━━━━━ Provided material ━━━━━

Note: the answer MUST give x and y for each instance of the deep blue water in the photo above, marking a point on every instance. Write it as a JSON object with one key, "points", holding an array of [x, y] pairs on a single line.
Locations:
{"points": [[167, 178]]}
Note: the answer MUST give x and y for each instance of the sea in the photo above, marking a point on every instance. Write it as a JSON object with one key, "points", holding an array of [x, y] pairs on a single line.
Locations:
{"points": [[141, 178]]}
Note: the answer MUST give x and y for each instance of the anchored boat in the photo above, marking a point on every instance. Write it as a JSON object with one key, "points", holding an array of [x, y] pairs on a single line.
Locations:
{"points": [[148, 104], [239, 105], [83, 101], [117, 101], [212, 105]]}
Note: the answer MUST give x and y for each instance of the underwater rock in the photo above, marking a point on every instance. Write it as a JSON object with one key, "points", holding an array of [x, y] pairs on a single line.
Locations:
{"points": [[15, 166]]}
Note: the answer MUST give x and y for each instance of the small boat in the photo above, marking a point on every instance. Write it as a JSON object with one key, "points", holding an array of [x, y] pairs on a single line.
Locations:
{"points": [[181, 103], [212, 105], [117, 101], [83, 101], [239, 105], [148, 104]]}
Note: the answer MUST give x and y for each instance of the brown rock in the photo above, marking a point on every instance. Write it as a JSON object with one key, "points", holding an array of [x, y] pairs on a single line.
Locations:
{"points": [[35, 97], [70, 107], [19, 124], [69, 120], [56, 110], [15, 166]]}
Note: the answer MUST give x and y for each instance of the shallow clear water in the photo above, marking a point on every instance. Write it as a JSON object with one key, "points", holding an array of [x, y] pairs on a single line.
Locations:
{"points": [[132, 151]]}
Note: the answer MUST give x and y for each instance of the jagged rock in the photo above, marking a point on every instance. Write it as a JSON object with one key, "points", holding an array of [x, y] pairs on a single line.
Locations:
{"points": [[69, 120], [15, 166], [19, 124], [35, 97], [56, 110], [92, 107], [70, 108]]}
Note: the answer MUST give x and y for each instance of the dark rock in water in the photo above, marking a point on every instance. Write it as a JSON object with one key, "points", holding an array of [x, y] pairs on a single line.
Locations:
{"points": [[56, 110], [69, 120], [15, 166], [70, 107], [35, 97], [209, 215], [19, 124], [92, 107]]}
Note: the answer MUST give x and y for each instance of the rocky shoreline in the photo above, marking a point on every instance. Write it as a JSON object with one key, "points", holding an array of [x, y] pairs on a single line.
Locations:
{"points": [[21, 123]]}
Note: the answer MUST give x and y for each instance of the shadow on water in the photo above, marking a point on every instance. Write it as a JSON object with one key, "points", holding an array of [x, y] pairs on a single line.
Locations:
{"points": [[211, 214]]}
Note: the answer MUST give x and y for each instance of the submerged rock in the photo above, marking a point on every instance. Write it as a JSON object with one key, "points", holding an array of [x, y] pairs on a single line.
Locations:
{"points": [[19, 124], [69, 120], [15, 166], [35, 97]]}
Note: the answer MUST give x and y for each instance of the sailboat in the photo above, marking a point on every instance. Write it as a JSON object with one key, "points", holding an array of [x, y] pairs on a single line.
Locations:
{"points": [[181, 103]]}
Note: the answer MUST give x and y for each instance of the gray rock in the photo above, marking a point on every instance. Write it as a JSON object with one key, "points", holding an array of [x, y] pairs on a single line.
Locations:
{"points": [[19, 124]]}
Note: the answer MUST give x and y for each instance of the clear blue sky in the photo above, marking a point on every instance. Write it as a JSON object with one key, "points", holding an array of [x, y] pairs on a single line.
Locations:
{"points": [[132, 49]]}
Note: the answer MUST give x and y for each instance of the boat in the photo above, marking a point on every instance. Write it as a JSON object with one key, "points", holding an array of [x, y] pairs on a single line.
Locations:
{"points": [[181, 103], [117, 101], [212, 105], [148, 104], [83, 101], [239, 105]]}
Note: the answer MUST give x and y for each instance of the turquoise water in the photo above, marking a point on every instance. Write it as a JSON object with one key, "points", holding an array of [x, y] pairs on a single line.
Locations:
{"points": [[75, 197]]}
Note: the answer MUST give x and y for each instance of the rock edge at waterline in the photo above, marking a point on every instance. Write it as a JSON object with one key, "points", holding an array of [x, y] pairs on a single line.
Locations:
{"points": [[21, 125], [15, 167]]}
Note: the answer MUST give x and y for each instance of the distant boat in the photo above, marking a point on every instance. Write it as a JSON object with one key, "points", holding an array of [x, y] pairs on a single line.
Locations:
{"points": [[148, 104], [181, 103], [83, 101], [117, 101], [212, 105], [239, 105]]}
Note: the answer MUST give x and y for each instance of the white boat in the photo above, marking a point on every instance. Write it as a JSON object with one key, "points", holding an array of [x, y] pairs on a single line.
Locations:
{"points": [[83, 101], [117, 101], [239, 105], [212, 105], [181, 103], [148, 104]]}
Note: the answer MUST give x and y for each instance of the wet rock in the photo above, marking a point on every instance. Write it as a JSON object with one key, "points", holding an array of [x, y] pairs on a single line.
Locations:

━━━━━

Retype the entries one by one, exactly.

* **Complete response**
Note: the answer MUST give x and y for each instance of the deep blue water in the photo above, marking a point on every instance. Write it as a JSON object with one key, "points", holding an array of [x, y] pairs on a single line.
Locations:
{"points": [[167, 178]]}
Note: the answer MUST give x and y for each instance of the sea in the photo above, marking a point on every instance. Write it as a JSON object with one key, "points", holding an array of [x, y] pairs on a single line.
Locations:
{"points": [[141, 178]]}
Note: the answer MUST give x and y for each instance of the anchored boat in the photo above, marking a point on every instance. Write it as a JSON object with one key, "points", holding an array of [x, y] pairs on a single line.
Locations:
{"points": [[148, 104], [239, 105], [83, 101], [117, 101], [212, 105]]}
Note: the answer MUST give x and y for each instance of the underwater rock in the photo above, marking a point on every instance. Write it as a JSON object with one key, "points", holding an array of [x, y] pairs on a single line.
Locations:
{"points": [[15, 166]]}
Note: the answer MUST give x and y for each instance of the small boat in the photo above, marking a point on every instance. Write it as a JSON object with one key, "points", holding an array of [x, y] pairs on a single line.
Locations:
{"points": [[181, 103], [212, 105], [117, 101], [83, 101], [239, 105], [148, 104]]}
Note: the answer MUST give x and y for each instance of the brown rock in the photo above, marking a point on every instance. Write it as a JSON object with one key, "points", holding an array of [x, y] pairs on a single line.
Locations:
{"points": [[35, 97], [70, 107], [19, 124], [69, 120], [56, 110], [15, 166]]}
Note: the answer MUST give x and y for each instance of the shallow clear water in the photo above, marking a point on every instance. Write it as a JSON object with one key, "points", holding an array of [x, y] pairs on a single line.
Locations:
{"points": [[132, 151]]}
Note: the answer MUST give x and y for each instance of the jagged rock in the photo above, marking a point on every instance. Write it as a JSON object with one key, "points", holding an array of [x, y] pairs on a single line.
Locations:
{"points": [[69, 120], [15, 166], [19, 124], [35, 97], [56, 110], [92, 107], [70, 108]]}
Note: the answer MUST give x and y for each instance of the dark rock in water in the photo above, marking a point on every instance. Write it as a JSON object with one key, "points", holding an array of [x, y] pairs on a single line.
Locations:
{"points": [[56, 110], [69, 120], [15, 166], [70, 107], [35, 97], [209, 215], [19, 124], [92, 107]]}
Note: the answer MUST give x and y for each instance of the rocky shoreline in the photo above, marking a point on every instance. Write it as a JSON object with one key, "points", holding an array of [x, y] pairs on a single line.
Locations:
{"points": [[21, 123]]}
Note: the answer MUST give x and y for each instance of the shadow on water in the photo above, marking a point on every instance. Write it as a JSON object with one key, "points", holding an array of [x, y] pairs on a single line.
Locations:
{"points": [[211, 214]]}
Note: the answer MUST give x and y for each instance of the submerged rock in the photo above, marking a point on every instance. Write it as a JSON object with one key, "points", holding an array of [x, y] pairs on a single line.
Locations:
{"points": [[19, 124], [69, 120], [15, 166], [35, 97]]}
Note: the answer MUST give x and y for each instance of the sailboat in the photo above, marking a point on every instance. Write it as a JSON object with one key, "points", holding an array of [x, y] pairs on a single line.
Locations:
{"points": [[181, 103]]}
Note: the answer MUST give x and y for each instance of the gray rock in the photo above, marking a point on every instance. Write it as a JSON object with one key, "points", holding an array of [x, y] pairs on a single line.
Locations:
{"points": [[19, 124]]}
Note: the answer MUST give x and y for each instance of the clear blue sky in the photo above, marking a point on every instance. Write it as a JSON object with one key, "points", holding an array of [x, y] pairs on a single line.
Locations:
{"points": [[132, 49]]}
Note: the answer MUST give x and y for each instance of the boat in the photo above, marking a point on every instance. Write it as a JSON object with one key, "points", holding an array of [x, y] pairs on a single line.
Locations:
{"points": [[181, 103], [117, 101], [212, 105], [148, 104], [83, 101], [239, 105]]}
Note: the answer MUST give x and y for each instance of the turquoise water in the photo above, marking a point on every instance. Write it as a JSON object with one key, "points", holding an array of [x, y] pairs on a single line.
Locations:
{"points": [[75, 197]]}
Note: the answer MUST give x and y for each instance of the rock edge at waterline in the photo above, marking a point on every instance. Write it as a JSON object with one key, "points", holding an array of [x, y] pairs on a single line.
Locations:
{"points": [[21, 125], [15, 167]]}
Note: the answer MUST give x and y for each instance of the distant boat in the photo above, marking a point on every instance. Write it as a JSON object with one key, "points", holding an array of [x, y] pairs on a single line.
Locations:
{"points": [[148, 104], [181, 103], [83, 101], [117, 101], [212, 105], [239, 105]]}
Note: the answer MUST give x and y for each instance of the white boat in the photo above, marking a point on every instance. Write it as a JSON object with one key, "points", holding an array of [x, y] pairs on a single line.
Locations:
{"points": [[83, 101], [117, 101], [239, 105], [212, 105], [181, 103], [148, 104]]}
Note: the answer MUST give x and y for each instance of the wet rock in the photo above, marking a point on every instance. Write it as a JSON object with one key, "points", holding an array of [x, y] pairs on a single line.
Locations:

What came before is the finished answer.